What follows are records. Restate all of them word for word.

***** RECORD SET *****

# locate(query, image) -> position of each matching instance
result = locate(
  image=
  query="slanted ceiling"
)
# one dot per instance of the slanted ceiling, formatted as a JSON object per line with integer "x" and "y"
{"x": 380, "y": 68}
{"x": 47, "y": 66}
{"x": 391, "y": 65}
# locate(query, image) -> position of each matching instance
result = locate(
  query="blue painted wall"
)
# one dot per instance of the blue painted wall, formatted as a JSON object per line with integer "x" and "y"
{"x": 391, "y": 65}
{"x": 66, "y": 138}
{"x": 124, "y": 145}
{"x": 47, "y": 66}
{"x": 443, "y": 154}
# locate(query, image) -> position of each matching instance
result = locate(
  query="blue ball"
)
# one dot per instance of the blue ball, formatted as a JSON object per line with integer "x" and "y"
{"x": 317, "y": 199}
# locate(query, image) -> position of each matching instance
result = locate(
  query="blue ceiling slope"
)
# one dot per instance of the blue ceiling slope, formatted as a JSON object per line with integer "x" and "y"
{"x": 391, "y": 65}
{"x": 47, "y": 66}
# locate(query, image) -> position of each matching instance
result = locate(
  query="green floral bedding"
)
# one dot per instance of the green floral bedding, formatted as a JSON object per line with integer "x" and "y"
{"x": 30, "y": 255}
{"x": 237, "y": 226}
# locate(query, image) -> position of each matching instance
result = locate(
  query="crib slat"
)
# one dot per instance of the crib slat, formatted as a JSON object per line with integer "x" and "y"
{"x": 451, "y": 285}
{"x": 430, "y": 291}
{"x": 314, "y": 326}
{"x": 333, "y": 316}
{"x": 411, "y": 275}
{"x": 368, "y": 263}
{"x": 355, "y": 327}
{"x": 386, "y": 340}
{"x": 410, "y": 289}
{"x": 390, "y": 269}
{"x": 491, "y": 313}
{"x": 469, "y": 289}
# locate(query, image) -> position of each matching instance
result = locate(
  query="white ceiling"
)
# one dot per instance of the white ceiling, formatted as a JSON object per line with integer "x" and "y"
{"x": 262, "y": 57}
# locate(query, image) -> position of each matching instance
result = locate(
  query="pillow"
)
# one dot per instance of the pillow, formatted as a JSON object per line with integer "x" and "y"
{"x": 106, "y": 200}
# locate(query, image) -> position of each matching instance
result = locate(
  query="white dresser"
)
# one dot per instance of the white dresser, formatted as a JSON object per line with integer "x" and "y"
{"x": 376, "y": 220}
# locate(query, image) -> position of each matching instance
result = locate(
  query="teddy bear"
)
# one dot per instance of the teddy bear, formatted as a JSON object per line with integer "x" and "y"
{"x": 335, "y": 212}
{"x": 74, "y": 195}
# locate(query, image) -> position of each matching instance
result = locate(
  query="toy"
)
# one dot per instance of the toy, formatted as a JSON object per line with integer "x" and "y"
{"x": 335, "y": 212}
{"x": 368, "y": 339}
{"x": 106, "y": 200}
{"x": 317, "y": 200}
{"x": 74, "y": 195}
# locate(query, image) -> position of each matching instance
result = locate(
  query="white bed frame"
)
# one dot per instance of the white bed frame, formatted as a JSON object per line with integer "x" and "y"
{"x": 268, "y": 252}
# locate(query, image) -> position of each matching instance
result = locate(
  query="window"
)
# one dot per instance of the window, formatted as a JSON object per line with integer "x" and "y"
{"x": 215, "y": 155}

*****

= RESPONSE TO THE EXERCISE =
# locate(query, image) -> position of each matching instance
result = locate(
  image=
  query="slanted ceiling"
)
# one dot per instance of the slanted ceiling, formatted as a JSON object per line with integer "x" and "y"
{"x": 380, "y": 68}
{"x": 47, "y": 66}
{"x": 391, "y": 65}
# locate(query, image) -> position of each matching instance
result = locate(
  query="blue painted wall"
)
# one dot per instance of the blue painted wall, formatted as a JSON object per line with integer "x" and "y"
{"x": 391, "y": 65}
{"x": 66, "y": 138}
{"x": 124, "y": 145}
{"x": 47, "y": 66}
{"x": 443, "y": 154}
# locate(query, image) -> position of each matching instance
result = locate(
  query="blue ball"
)
# one dot per instance of the blue ball, formatted as a JSON object per line with integer "x" and "y"
{"x": 317, "y": 199}
# locate(query, image) -> position of each matching instance
result = locate(
  query="blue ceiling slope"
)
# one dot per instance of the blue ceiling slope, formatted as a JSON object per line with integer "x" and "y"
{"x": 391, "y": 65}
{"x": 47, "y": 66}
# locate(query, image) -> position of each matching instance
result = locate(
  query="green floral bedding"
)
# one dot per instance of the green floral bedding, formatted as a JSON object per line with integer "x" and "y"
{"x": 30, "y": 255}
{"x": 237, "y": 226}
# locate(query, image) -> position of each matching instance
result = locate(
  query="crib slat"
)
# one dot per instance of the crib slat, formatted as a JSON object per line with integer "x" and "y"
{"x": 451, "y": 285}
{"x": 430, "y": 291}
{"x": 314, "y": 326}
{"x": 333, "y": 316}
{"x": 411, "y": 275}
{"x": 368, "y": 263}
{"x": 355, "y": 327}
{"x": 386, "y": 340}
{"x": 410, "y": 289}
{"x": 390, "y": 269}
{"x": 491, "y": 313}
{"x": 469, "y": 289}
# locate(query, image) -> position of each matching instance
result = locate(
  query="white ceiling"
)
# one dot per instance of the white ceiling, formatted as a JSON object per line with integer "x" and "y"
{"x": 262, "y": 57}
# locate(query, image) -> position of each matching instance
result = locate(
  query="pillow"
)
# one dot per instance of the pillow, formatted as a JSON object per line with integer "x" and "y"
{"x": 106, "y": 200}
# locate(query, image) -> position of each matching instance
result = locate(
  query="white dresser"
)
# one dot per instance of the white dresser, formatted as a JSON object per line with integer "x" and "y"
{"x": 376, "y": 220}
# locate(query, image) -> position of each matching instance
result = locate(
  query="teddy bear"
)
# one dot per instance of the teddy bear, formatted as a JSON object per line with integer "x" and "y"
{"x": 335, "y": 212}
{"x": 74, "y": 195}
# locate(query, image) -> position of each matching instance
result = locate(
  query="toy"
)
# one dot per instance of the toy, formatted as a JSON object per line with integer "x" and "y"
{"x": 335, "y": 212}
{"x": 368, "y": 339}
{"x": 106, "y": 200}
{"x": 317, "y": 200}
{"x": 74, "y": 195}
# locate(query, image) -> position of each matching instance
result = locate(
  query="white bed frame"
)
# one dot per instance of the white bed frame, formatted as a JSON object per line with integer "x" and "y"
{"x": 268, "y": 252}
# locate(query, image) -> position of each matching instance
result = locate(
  query="window"
)
# one dot per instance of the window, formatted as a JSON object per line with integer "x" and "y"
{"x": 215, "y": 155}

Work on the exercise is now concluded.